#### Stored data ####
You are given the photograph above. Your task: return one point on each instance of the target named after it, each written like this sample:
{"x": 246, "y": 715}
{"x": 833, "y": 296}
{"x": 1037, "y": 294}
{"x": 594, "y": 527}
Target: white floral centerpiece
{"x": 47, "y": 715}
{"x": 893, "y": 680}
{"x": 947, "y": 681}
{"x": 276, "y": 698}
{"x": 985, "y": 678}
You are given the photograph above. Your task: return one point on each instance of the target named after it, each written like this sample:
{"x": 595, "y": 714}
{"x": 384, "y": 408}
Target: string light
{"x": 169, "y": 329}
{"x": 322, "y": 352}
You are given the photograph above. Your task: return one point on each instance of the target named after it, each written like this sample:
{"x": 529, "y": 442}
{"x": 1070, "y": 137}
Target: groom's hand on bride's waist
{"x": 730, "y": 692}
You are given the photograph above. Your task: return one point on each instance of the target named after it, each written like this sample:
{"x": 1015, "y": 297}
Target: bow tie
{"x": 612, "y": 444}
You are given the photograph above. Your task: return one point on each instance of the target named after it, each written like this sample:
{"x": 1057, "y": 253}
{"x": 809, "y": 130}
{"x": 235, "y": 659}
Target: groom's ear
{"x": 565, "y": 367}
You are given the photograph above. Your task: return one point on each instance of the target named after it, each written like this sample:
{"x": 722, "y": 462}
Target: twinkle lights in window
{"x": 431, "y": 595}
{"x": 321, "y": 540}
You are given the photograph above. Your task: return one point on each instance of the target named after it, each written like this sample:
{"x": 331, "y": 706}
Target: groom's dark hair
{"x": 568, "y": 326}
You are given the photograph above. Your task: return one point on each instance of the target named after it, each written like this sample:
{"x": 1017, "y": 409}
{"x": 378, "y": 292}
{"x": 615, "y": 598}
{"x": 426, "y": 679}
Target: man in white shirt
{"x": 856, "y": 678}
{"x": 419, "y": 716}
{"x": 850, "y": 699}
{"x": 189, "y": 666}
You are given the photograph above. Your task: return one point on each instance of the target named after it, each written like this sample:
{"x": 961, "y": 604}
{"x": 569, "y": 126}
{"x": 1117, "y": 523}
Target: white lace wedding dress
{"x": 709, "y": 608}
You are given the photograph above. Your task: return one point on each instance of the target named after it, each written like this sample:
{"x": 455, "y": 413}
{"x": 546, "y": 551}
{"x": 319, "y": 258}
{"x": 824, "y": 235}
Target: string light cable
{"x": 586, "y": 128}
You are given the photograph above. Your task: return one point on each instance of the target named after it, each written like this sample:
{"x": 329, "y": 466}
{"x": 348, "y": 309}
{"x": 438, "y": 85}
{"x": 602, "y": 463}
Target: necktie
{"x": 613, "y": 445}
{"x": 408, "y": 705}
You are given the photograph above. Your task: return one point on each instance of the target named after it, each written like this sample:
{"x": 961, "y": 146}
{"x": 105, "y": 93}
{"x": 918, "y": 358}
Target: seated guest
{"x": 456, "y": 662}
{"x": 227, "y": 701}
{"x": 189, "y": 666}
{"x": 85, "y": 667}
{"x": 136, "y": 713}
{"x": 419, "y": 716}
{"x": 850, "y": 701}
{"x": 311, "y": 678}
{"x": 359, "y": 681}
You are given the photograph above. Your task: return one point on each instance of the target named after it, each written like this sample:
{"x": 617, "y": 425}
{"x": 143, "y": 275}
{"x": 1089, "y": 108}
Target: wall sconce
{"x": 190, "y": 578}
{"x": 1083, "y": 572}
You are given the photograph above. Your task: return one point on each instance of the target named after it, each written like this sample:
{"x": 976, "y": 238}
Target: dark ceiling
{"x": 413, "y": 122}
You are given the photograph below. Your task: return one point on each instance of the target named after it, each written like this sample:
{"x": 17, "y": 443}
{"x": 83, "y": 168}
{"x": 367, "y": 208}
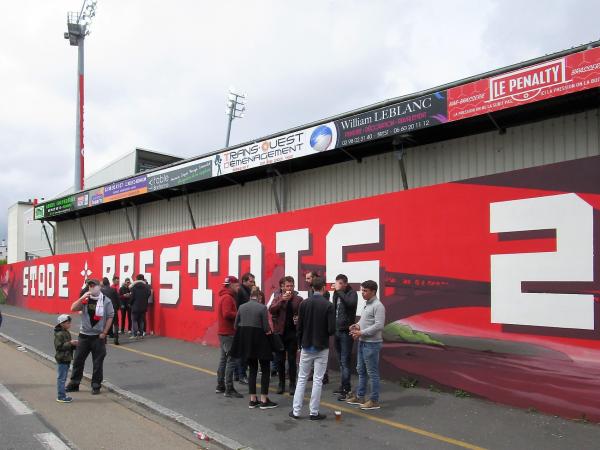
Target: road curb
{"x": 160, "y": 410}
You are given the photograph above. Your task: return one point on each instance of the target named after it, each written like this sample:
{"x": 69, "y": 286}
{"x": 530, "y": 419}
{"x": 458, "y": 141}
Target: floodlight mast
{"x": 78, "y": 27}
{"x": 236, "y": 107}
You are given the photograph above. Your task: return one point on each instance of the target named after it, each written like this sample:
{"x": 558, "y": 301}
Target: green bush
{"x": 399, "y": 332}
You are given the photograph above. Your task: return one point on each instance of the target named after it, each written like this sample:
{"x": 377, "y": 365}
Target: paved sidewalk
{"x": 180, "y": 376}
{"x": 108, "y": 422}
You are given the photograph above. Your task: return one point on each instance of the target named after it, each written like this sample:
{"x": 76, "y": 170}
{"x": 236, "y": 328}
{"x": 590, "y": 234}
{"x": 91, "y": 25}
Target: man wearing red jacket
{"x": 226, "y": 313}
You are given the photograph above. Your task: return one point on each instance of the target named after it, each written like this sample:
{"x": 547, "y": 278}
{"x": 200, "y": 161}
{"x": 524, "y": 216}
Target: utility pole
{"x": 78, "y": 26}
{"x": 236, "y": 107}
####
— Job —
Repeat all of the material above word for word, leaving out the pictures.

— Response for this exercise —
You are given the photograph above. Your task: return one point on each instance of the target named after it, each written like this sample:
{"x": 246, "y": 715}
{"x": 833, "y": 296}
{"x": 1037, "y": 294}
{"x": 594, "y": 527}
Target: white floral centerpiece
{"x": 47, "y": 715}
{"x": 893, "y": 680}
{"x": 947, "y": 681}
{"x": 276, "y": 698}
{"x": 985, "y": 678}
You are given the photograph above. Your task: return one point on each instance of the target named after it, each written like this sample:
{"x": 595, "y": 714}
{"x": 384, "y": 408}
Target: string light
{"x": 169, "y": 329}
{"x": 322, "y": 352}
You are given the photograph above. Your task: return one point on each instance of the target named after it, each written like this sample:
{"x": 529, "y": 442}
{"x": 1070, "y": 137}
Target: groom's hand on bride's waist
{"x": 730, "y": 692}
You are given the photograph above. Your task: return one point on each instance of the target named after it, each written like this sample:
{"x": 1015, "y": 297}
Target: bow tie
{"x": 612, "y": 444}
You are given the photograph above. Your task: return one point on each instance of the target named after it, each written like this sample:
{"x": 1057, "y": 253}
{"x": 809, "y": 130}
{"x": 235, "y": 659}
Target: groom's ear
{"x": 565, "y": 367}
You are given the photograph above. Your task: return one point on each instance of the target named after it, each written like this sample:
{"x": 722, "y": 462}
Target: twinkle lights in window
{"x": 431, "y": 595}
{"x": 321, "y": 540}
You are given the photograph above. Your task: return one point on each instance of the target named after it, each written like this sample:
{"x": 331, "y": 706}
Target: groom's dark hair
{"x": 568, "y": 326}
You are given the photograph above. Your task: return one point on each instance of the target named after it, each written like this sample:
{"x": 1017, "y": 409}
{"x": 378, "y": 292}
{"x": 615, "y": 598}
{"x": 426, "y": 679}
Target: man in white shirt
{"x": 856, "y": 678}
{"x": 419, "y": 716}
{"x": 850, "y": 699}
{"x": 189, "y": 666}
You are given the photograph above. Your task: return one point on each instance of the target named after it, each written like this sample:
{"x": 961, "y": 604}
{"x": 569, "y": 126}
{"x": 1117, "y": 523}
Target: white lace wedding dress
{"x": 709, "y": 608}
You are given the photograph above. Your task: return one point on each instance of the target named after it, each written like this sample:
{"x": 455, "y": 413}
{"x": 546, "y": 551}
{"x": 319, "y": 258}
{"x": 824, "y": 235}
Target: string light cable
{"x": 586, "y": 128}
You are given the photograph above. Your task: return one point on each instance of the target named after it, each written like this sample:
{"x": 329, "y": 466}
{"x": 348, "y": 309}
{"x": 438, "y": 85}
{"x": 602, "y": 463}
Target: necktie
{"x": 613, "y": 445}
{"x": 408, "y": 705}
You are given the photograph above. Your task: return one point on each instance of the target named after it, each written like this sample:
{"x": 961, "y": 146}
{"x": 105, "y": 93}
{"x": 918, "y": 358}
Target: seated guest
{"x": 456, "y": 662}
{"x": 227, "y": 701}
{"x": 189, "y": 666}
{"x": 85, "y": 667}
{"x": 136, "y": 713}
{"x": 419, "y": 716}
{"x": 850, "y": 701}
{"x": 311, "y": 678}
{"x": 359, "y": 681}
You are given the photograph above. Your task: return one point on each instance of the target named after it, each written like this sample:
{"x": 617, "y": 425}
{"x": 143, "y": 275}
{"x": 1089, "y": 108}
Target: wall sconce
{"x": 190, "y": 578}
{"x": 1083, "y": 572}
You are given the photograph above. Your task: return one point on each instance of the target named after it, each written like this sample:
{"x": 976, "y": 238}
Target: dark ceiling
{"x": 413, "y": 122}
You are given the photograph below. Your task: return one point on each instance of the target named after it, each written like this sample:
{"x": 17, "y": 443}
{"x": 83, "y": 168}
{"x": 367, "y": 208}
Target: road curb
{"x": 160, "y": 410}
You are given the photograph above. Your task: return one point on each instance of the target named after it, each written like this sample:
{"x": 69, "y": 286}
{"x": 530, "y": 419}
{"x": 458, "y": 141}
Target: floodlight mast
{"x": 78, "y": 27}
{"x": 236, "y": 107}
You are given the photograph above. Your task: return one point on each instance of the target named after it, each written like this sample:
{"x": 558, "y": 301}
Target: green bush
{"x": 399, "y": 332}
You are given the photograph above. Your task: return one point on each instance of the target named after it, each written like this sample:
{"x": 377, "y": 365}
Target: paved sidewalk
{"x": 180, "y": 376}
{"x": 108, "y": 422}
You are given the photograph above. Your task: return one point on each instance of the target named after it, each written like this sample:
{"x": 76, "y": 170}
{"x": 236, "y": 328}
{"x": 590, "y": 234}
{"x": 91, "y": 25}
Target: man wearing red jacket
{"x": 226, "y": 313}
You are given the photograph above. Your task: return one point on each instance of the target named after it, each written like this sample:
{"x": 547, "y": 278}
{"x": 200, "y": 161}
{"x": 524, "y": 216}
Target: utility pole
{"x": 78, "y": 26}
{"x": 236, "y": 107}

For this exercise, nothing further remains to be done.